### Task description
What follows is a set of entries. Give them again exactly, without the pictures.

───── Task inputs ─────

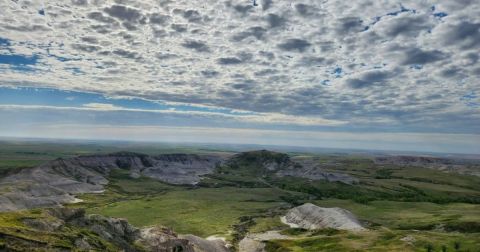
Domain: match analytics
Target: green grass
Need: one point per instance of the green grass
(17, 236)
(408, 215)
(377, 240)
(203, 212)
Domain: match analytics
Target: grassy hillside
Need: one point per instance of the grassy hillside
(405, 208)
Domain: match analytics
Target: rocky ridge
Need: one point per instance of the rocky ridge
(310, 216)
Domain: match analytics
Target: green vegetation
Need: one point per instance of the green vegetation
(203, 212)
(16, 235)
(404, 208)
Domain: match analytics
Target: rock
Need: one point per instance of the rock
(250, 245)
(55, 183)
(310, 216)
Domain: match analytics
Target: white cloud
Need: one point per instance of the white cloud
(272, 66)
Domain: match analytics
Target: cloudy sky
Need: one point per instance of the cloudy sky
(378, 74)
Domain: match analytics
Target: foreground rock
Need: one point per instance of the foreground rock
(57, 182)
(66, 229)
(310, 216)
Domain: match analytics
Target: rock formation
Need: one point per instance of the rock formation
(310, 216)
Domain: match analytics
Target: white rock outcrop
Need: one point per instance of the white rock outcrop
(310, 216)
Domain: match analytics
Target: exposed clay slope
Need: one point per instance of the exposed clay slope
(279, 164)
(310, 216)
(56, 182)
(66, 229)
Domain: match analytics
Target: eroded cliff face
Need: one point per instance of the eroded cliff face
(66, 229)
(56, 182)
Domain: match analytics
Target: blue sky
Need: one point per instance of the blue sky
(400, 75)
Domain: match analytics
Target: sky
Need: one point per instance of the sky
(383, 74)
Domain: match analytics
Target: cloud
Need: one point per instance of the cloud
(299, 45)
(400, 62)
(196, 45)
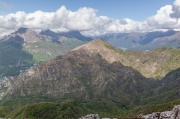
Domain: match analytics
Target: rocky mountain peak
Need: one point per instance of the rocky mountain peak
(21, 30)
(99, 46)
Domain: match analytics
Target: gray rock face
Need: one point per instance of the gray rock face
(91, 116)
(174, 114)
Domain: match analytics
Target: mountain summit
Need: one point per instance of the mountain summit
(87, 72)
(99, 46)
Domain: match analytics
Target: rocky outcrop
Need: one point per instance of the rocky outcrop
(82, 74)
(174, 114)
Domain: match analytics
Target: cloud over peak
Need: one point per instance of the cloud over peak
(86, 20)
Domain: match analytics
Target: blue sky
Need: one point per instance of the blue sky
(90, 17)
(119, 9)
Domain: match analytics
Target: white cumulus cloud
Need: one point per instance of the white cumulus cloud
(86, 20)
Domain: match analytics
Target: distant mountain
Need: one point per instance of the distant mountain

─────

### Answer space
Domain: match analytics
Target: green grass
Need: one point per instance of the green grass
(17, 236)
(408, 215)
(377, 240)
(203, 212)
Domain: match analytics
Target: grassy hillside
Need: one point per instance of the grassy hillside
(405, 208)
Domain: match analytics
Target: rocky ridge
Need: one point per instance of the rocky ridge
(310, 216)
Domain: match analytics
Target: green vegetation
Need: one point per instance of the green vegetation
(203, 212)
(16, 235)
(404, 208)
Domain: match analytics
Target: rock
Need: one point per instance of the rock
(250, 245)
(55, 183)
(310, 216)
Domain: match analytics
Target: white cloud
Need: one point per instance of the white cloud
(272, 66)
Domain: match analytics
Target: cloudy sky
Need: one point per instance of the cloudy sky
(378, 74)
Domain: match analytics
Target: foreground rock
Need: one point per instance of the foreground rock
(57, 182)
(66, 229)
(310, 216)
Domain: match analytics
Target: rock formation
Need: one point per instance of the rock formation
(310, 216)
Domain: match analytics
Target: white rock outcrop
Need: one point per instance of the white rock outcrop
(310, 216)
Domain: match analytics
Target: exposed clay slope
Need: one point per instance of the exposed clay slope
(279, 164)
(310, 216)
(56, 182)
(66, 229)
Domain: match analytics
Target: eroded cliff face
Need: one point per instance of the eroded cliff face
(66, 229)
(56, 182)
Domain: match analytics
Target: blue sky
Need: one point per instance of the blue sky
(400, 75)
Domain: match analytics
Target: sky
Need: one point per instance of the sky
(383, 74)
Domain: match analytics
Target: cloud
Need: one point per instance of the cloud
(299, 45)
(400, 62)
(196, 45)
Domain: match analytics
Target: rocky mountain peak
Need: one point per instance of the rocky mountain peak
(21, 30)
(99, 46)
Domain: match analytics
Target: gray rock face
Need: one point per instance of the gray rock face
(91, 116)
(174, 114)
Domain: match analytics
Target: mountain summit
Need: one point per instance of the mountain summit
(87, 72)
(99, 46)
Domain: match analytics
Target: rocky outcrop
Need: one point per instance of the rocky outcrop
(82, 74)
(174, 114)
Domain: match analytics
Target: cloud over peak
Need: one point per instance of the cloud over peak
(86, 20)
Domain: match analytics
Target: blue sky
Need: one point per instance of the blue sky
(90, 17)
(119, 9)
Domain: match analytics
Target: white cumulus cloud
Need: one point per instance of the white cumulus cloud
(86, 20)
Domain: match analytics
Target: distant mountain
Need: one point per instance of the distant mountain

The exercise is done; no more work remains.